• DOCUMENT PASSAGE:

Winter Monument (For Crazy Horse)When one drives through the Badlands or the Gila wilderness at night, one keeps company with the stars.  They are never more visible, never more primary, and never more operatic.  There are no street lights or buildings or ambient lights to interfere with their radiance.

Crazy Horse loved sleeping out under the stars, as did the poet Li-Po in China, 1200 years earlier.  Both men had a communion with nature that is best described as spiritual.  The poet, Li-Po, would be reduced to tears at the sight of the constellations.  Crazy Horse wore three hailstones painted on his forehead because he believed they were of the stars.
They guide us and move us to poetry and song and paint and dance.

Years ago I did an Artist in Residence in Missoula, Montana.  They put me up in a Double Tree Suites place right next to the Bitterroot River.  It was early winter/late-autumn and the colors were muted, russety reds, ochres, firey yellows, as well as plum-colored leaves that were as furiously sad as a Guy Clark song.  It woke me to the idea of making work rooted in nature.  This was kind of a new idea to me.  I’d always drawn birds, but never the land itself.  Some of my favorite art were Charles Burchfield’s watercolors, Arthur Dove’s bloody suns, John Marin’s scratchy and earthy mountain-scapes and the sublimely lovely Marsden Hartley paintings.  But until then I’d never seen myself as being able to cobble together works about nature.

• DATASET ENTRIES:
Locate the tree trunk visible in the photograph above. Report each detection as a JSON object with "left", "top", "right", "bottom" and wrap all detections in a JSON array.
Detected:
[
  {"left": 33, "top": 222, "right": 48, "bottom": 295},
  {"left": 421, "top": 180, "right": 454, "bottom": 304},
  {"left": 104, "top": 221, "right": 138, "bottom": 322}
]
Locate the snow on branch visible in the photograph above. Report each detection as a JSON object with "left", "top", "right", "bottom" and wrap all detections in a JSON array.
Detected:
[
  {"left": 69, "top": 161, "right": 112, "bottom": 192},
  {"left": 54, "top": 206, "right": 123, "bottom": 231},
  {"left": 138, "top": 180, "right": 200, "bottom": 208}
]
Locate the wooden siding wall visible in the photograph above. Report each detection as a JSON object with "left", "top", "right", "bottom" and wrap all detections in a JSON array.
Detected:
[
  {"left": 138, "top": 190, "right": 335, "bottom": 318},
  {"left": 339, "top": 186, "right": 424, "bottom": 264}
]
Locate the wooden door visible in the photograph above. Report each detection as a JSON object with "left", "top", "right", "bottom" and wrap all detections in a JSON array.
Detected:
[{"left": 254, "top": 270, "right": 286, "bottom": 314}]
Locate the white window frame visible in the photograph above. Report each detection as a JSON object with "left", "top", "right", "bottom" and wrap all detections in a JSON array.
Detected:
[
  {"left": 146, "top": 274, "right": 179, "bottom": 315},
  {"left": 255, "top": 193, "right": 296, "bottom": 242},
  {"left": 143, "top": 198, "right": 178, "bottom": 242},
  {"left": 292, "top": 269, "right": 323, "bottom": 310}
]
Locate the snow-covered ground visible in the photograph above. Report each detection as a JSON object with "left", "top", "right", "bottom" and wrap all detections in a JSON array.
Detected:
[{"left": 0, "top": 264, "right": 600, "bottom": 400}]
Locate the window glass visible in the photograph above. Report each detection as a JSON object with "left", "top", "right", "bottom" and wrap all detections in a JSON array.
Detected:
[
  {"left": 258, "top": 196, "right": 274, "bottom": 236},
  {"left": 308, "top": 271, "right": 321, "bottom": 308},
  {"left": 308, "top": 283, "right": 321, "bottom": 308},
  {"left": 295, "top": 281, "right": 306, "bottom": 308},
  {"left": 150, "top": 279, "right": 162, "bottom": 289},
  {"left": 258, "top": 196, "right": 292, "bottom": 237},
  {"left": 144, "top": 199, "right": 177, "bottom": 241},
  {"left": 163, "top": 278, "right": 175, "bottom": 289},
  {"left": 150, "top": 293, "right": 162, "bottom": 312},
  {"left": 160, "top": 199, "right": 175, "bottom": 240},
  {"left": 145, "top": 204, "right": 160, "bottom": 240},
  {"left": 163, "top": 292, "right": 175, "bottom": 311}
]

• EXERCISE REQUIREMENTS:
(1) Restate the Winter Monument essay starting at "Crazy Horse loved" and ending at "of the stars.", substituting "Li Bai" for "Li-Po".
(2) In the Winter Monument essay, what did Crazy Horse wear painted on his forehead?
(3) Write what comes next in the Winter Monument essay, picking up after its final sentence.
The lines have no connection to the Winter Monument essay.

• RESPONSES:
(1)
Crazy Horse loved sleeping out under the stars, as did the poet Li Bai in China, 1200 years earlier.  Both men had a communion with nature that is best described as spiritual.  The poet, Li Bai, would be reduced to tears at the sight of the constellations.  Crazy Horse wore three hailstones painted on his forehead because he believed they were of the stars.

(2) Three hailstones.

(3)
While I was staying there, the woman at the hotel desk informed me that at four the next morning there would be a meteor shower, and if I’d like to see it, she’d give me a wake-up call and I could walk out next to the river and witness one of nature’s most amazing light-shows.  True to her word, she woke me up at 3:30 and I made some coffee. . .

I walked out to the river with five or six other guests and watched–and was astonished. The stars and comets were dancing a ferocious dervish in the black sky.  I thought it’d be one or two shooting stars; this was the sky moving like amphetamine-laced neon light.  I’d never seen anything like it.  I had the thought that I knew what people meant when they said the stars spoke to them.

These thoughts loomed large in my head when I thought about the work I’d been making about Crazy Horse and the monument still being carved out of Thunder Mountain to “honor” him.

I thought that the greatest, and most resonant monument one could build for him is already there; the stars, the river. . .the mountain itself.

It is hard to imagine what shooting stars would have meant to someone so attuned to nature, as he was.  To Crazy Horse, the sun was the Almighty; and one did not curse the rain or the hail or the blinding white winter.  It was nature, and this combination of forces, or spirits and the Creator were all the same thing.

On my way back from L.A., me and my pal, Stan, drove through Apache, Navajo, Hopi, Cherokee and Blackfeet land.

In Carl Sandburg‘s, “The People, Yes“, the poet claims that, “The people know what the land knows,” and implies, just like Native American cultures do,  that the land itself        has a memory.

This thought is not hard to believe crossing the Black Mesa and the high desert.  It is unforgiving and thorny, beautiful, fierce, spiky and haunted.  It is a land of shooting stars, thick poisonous snakes, abandoned towns and absolutely no mercy.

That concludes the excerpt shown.